__TEXT__.
________
1. An integrated infrared circular polarization detector with a high extinction ratio, wherein the detector structurally comprises a bottom metal reflective surface (1), a bottom electrode layer (2), a quantum well layer (3), a top electrode layer (4) and a two-dimensional chiral metamaterial layer (5) in sequence from bottom to top, with the two-dimensional chiral metamaterial layer (5) being of a Z-shaped periodic antenna structure; the bottom metal reflective plane (1) is a metal reflective layer with a thickness of h.sub.1 which is not less than twice the skin depth of an electromagnetic wave in the metal reflective layer; and the metal reflective plane (1) is made of a highly conductive metal; the bottom electrode layer (2) and the top electrode layer (4) are GaAs heavily doped with silicon; and the quantum well layer (3) is made of a single-stack or multi-stack semiconductor quantum well composed of GaAs/Al.sub.xGa.sub.1-xAs or InGaAs/GaAs.

2. The integrated infrared circular polarization detector with a high extinction ratio according to claim 1, wherein the two-dimensional chiral metamaterial layer (5) is designed as follows: fabricating the two-dimensional chiral metamaterial layer (5) with a highly conductive metal, wherein the two-dimensional chiral metamaterial layer (5) has a thickness not less than twice the skin depth of an electromagnetic wave in the metal, is periodic in the x- and the y-direction; the period in the x-direction (P.sub.x) and that in the y-direction (P.sub.y) are a quarter wavelength to a half of wavelength of light, and has a width of W.sub.1 at a middle thereof in the y-direction, a width of W.sub.2 at both ends thereof, and a length of L at an outer side in a protruding position in the x-direction, with W.sub.1>W.sub.2, W.sub.1 being a quarter to a half of P.sub.y, and L>P.sub.x/2.

Description

BRIEF DESCRIPTION OF THE DRAWINGS

[0019] FIG. 1 is a diagram of an integrated circular polarization quantum well infrared detector.

[0020] FIG. 2 shows the Z-component of a relative permittivity of a quantum well.

[0021] FIG. 3 shows the absorption spectra of the quantum wells in the chiral metamaterial integrated quantum well infrared detector under LCP light (full line) and RCP light (dotted line) illumination.
________
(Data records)
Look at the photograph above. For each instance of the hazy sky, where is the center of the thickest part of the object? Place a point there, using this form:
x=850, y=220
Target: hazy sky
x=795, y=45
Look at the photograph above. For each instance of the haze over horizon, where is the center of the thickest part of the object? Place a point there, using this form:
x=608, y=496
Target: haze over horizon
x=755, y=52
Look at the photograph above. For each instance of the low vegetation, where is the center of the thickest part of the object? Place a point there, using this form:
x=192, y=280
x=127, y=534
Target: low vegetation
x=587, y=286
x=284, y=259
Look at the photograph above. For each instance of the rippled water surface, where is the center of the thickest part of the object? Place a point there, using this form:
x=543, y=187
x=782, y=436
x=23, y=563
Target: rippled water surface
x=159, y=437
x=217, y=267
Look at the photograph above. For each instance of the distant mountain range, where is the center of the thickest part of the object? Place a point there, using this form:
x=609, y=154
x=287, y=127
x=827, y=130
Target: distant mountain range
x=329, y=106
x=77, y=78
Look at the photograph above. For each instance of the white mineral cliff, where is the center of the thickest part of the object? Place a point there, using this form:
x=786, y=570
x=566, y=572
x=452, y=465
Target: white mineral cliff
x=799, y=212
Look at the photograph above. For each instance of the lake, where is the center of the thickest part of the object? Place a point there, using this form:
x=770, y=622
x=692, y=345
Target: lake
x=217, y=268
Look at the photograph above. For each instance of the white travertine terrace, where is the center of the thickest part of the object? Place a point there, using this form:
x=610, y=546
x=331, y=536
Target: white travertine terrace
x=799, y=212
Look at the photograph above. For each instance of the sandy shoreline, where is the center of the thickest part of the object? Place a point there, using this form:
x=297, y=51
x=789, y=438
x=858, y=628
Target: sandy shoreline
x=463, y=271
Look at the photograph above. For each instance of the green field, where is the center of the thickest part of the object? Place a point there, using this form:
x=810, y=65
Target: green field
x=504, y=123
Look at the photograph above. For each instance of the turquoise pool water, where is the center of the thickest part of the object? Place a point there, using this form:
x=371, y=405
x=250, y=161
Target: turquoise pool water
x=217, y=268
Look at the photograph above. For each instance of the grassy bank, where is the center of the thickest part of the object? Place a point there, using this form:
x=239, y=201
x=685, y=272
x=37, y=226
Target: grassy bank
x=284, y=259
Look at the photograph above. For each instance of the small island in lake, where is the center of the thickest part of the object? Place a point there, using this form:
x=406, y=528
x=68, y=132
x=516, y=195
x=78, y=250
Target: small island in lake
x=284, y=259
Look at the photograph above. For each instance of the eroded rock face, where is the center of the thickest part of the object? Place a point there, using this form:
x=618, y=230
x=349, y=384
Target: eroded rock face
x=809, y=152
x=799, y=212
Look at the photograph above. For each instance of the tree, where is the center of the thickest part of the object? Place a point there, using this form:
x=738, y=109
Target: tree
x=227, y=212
________
__DIRECTIVES__.
1/ Transcribe the detector patent text from "[0021] FIG. 3" to "(dotted line) illumination.".
2/ Answer these questions using the detector patent text.
(a) What material are the bottom and top electrode layers made of?
(b) What kind of structure does the two-dimensional chiral metamaterial layer have according to claim 1?
(c) What does FIG. 2 show?
3/ Extend the detector patent text, starting after its last sentence.

__SOLVED PROBLEMS__.
1/
[0021] FIG. 3 shows the absorption spectra of the quantum wells in the chiral metamaterial integrated quantum well infrared detector under LCP light (full line) and RCP light (dotted line) illumination.

2/
(a) GaAs heavily doped with silicon.
(b) A Z-shaped periodic antenna structure.
(c) The Z-component of a relative permittivity of a quantum well.

3/
[0022] FIG. 4 shows a circular polarization extinction ratio of the light absorption in the quantum wells.

[0023] FIG. 5 is a diagram of the enantiomer of the Z-shaped antenna for LCP light absorption.

[0024] FIG. 6 shows the absorption spectra of the quantum wells in the composite structure in FIG. 5 under LCP light (full line) and RCP light illumination.

DETAILED DESCRIPTION OF THE EMBODIMENTS

[0025] The design and fabrication method of a circular polarization quantum-well infrared detector provided in the present disclosure are completely compatible with a focal plane array. For ease of description, a specific embodiment of the present disclosure will be described in detail by taking a GaAs/Al.sub.xGa.sub.1-xAs quantum-well circular polarization detector operating at the wavelength of 12 μm for example.

[0026] 1. First, a bottom electrode layer (GaAs heavily doped with silicon at a doping concentration of 2×10.sup.17 cm.sup.−3), a multi-stack GaAs/Al.sub.xGa.sub.1-xAs quantum well layer, and a top electrode layer (GaAs heavily doped with silicon at a doping concentration of 2×10.sup.17 cm.sup.−3) are grown on a GaAs substrate by molecular beam epitaxy.

[0027] 2. A mesa of a quantum well infrared detection device is defined by lithography. The developed area of a photoresist will be etched, while the undeveloped area of the photoresist will be protected.

[0028] 3. The quantum well sample is etched to the bottom electrode to form the mesas and the common electrodes by chemical etching or inductively coupled plasma (ICP).

[0029] 4. A pattern is defined by lithography, and with a photoresist as a mask, electron beam evaporation is performed to deposit AuGe/Ni/Au. A lift-off process is then conducted to obtain metal contacts for the top electrode and the bottom electrode. The Schottky barrier between the AuGe/Ni/Au and the semiconductor material is eliminated by a rapid annealing process to form an ohmic contact.

[0030] 5. Electron beam evaporation is performed to deposit a Ti (50 nm)/Au (150 nm) metal layer as a bottom metal reflective layer.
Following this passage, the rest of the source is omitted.